DOCUMENT EXCERPT
· · · ·

Beyond Automation: Building the Intelligent Factory

Why the fate of factories and that of machine learning are intertwined.

Factories already have a lot in common with living beings. They consume raw materials, require energy, and have interlocking systems that all move in a complex choreographed dance toward a shared goal. Automation and computationally driven designs have given us factory equipment that can perform repetitive tasks with some variation based on operating conditions and control signals.

But today’s factories can’t learn from their own mistakes, innovate autonomously, or teach themselves how to optimize existing processes. That day is coming soon, on a wave of machine learning that will drive the intelligent factory of the near future.

Machine learning, combining distributed artificial intelligence (AI), advanced sensors, and precision robotics, is taking manufacturing into Industry 4.0. It will be the fourth major era for manufacturing, following steam power, assembly lines, and automation.

Crucial Technologies for the Intelligent Factory
A number of significant advances are coming together at the right time to make learning machines and intelligent factories a reality. Wireless networking meshes have reached a degree of speed and reliability such that hundreds or even thousands of devices in a single factory can quickly and safely exchange information with each other and with central data stores. Data mining and analysis have advanced to help both human and AI analysts find patterns hidden in the records, uncover buried inefficiencies, and drive errors out of the workflow. Cloud technologies can store untold amounts of data and perform constant analysis. And small ultra-low-power networked sensors are capable of accurate measurements well below 1mm and can distinguish between materials such as plastic, drywall, and fabric.

Meanwhile, the huge investment in self-driving automobiles benefits manufacturing with machine-vision breakthroughs, making computers better than ever at recognizing objects and correctly manipulating them. Computationally powerful but energy-efficient multicore processors are small and affordable, and can be programmed and repurposed by a wide range of coders worldwide. All of these elements are the building blocks of automated systems that will guide, control, and educate the next generation of manufacturing capital.

How Data Becomes Wisdom in the Intelligent Factory
For decades, data has been essential to safe and efficient operations in any factory. Human operators already collect and analyze raw facts and figures about inputs, outputs, waste, duty cycles and mechanical failures. Advances in AI and big data processing make it possible to create machines that cannot only generate more raw data, but can also process the data into meaningful information, understanding its content and applying that information as learned wisdom. These machines will come together in intelligent factories and learn how to avoid mistakes, correct imbalances, and improve processes.

· · · ·

Data entries
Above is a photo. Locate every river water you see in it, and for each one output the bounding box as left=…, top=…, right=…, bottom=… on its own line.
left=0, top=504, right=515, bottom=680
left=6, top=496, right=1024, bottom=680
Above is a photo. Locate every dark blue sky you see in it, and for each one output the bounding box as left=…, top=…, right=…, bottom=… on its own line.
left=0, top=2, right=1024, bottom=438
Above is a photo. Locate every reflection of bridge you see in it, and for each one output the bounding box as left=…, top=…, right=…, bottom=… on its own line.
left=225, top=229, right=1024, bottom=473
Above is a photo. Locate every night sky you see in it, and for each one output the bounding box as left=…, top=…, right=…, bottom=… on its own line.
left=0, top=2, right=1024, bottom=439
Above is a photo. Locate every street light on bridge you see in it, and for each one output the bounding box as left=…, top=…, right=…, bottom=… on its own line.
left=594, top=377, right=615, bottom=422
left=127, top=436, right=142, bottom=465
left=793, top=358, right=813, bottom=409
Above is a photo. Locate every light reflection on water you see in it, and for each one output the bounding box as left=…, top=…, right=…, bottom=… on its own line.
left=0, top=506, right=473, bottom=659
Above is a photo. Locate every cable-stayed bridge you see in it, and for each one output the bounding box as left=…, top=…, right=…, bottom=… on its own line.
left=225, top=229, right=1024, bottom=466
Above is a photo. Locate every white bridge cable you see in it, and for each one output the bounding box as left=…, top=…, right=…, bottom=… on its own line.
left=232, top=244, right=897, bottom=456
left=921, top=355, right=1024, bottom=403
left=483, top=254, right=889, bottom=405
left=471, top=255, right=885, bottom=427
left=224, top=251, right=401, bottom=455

· · · ·

TASK LIST
a - From the article on the intelligent factory, reproduce the passage that begins at the words "Machine learning, combining" and stops after the words "lines, and automation.".
b - Go on with the article on the intelligent factory, starting right after its last sentence.

YOUR WRITTEN ANSWERS
a -
Machine learning, combining distributed artificial intelligence (AI), advanced sensors, and precision robotics, is taking manufacturing into Industry 4.0. It will be the fourth major era for manufacturing, following steam power, assembly lines, and automation.

b -
Today’s “smart” machines are only as adaptable as their programming. Even a thorough coder cannot account for all of the contingencies and variations a typical factory environment can face. Wear and tear; variation in raw material quality; and environmental factors like temperature, dust and grime can cause yields to fall and components to fail, forcing costly slowdowns, repairs, and adjustments.

With access to massive cloud data storage and computation, as well as high-speed integrated processors, machines can start learning from conditions as they occur. Distributed intelligence networks can analyze every robot’s position and activity and every sensor’s report on temperature, proximity, orientation, chemical composition, distance, and more.

Figure 1:  A self-controlled machine acts based on wisdom distilled from lower levels, ultimately arising from massive amounts of data.

Instead of just collecting data for later analysis, intelligent factories will be able to apply AI to reach conclusions, make informed judgments, and take corrective action. Robots will compensate for drift as parts heat up or bearings wear down. Chemical control systems will optimize recipes as conditions change, analyzing slight variances in supply batches. Re-tuned and synchronized motors will work more efficiently on cooperative jobs.

The Impact of the Intelligent Factory
When they do come online, intelligent factories will become a new engine of growth and profitability as self-healing, self-improving centers of innovation. Manufacturing excellence in the Industry 4.0 world will belong to those who give their machines the data and resources they need to perceive and report on the work they are doing, with enough computational heft to translate that data into wisdom and act automatically.

Combining AI with advances in both machine vision and voice-activated agents will make robots not only more powerful and productive, but also safer and more reliable.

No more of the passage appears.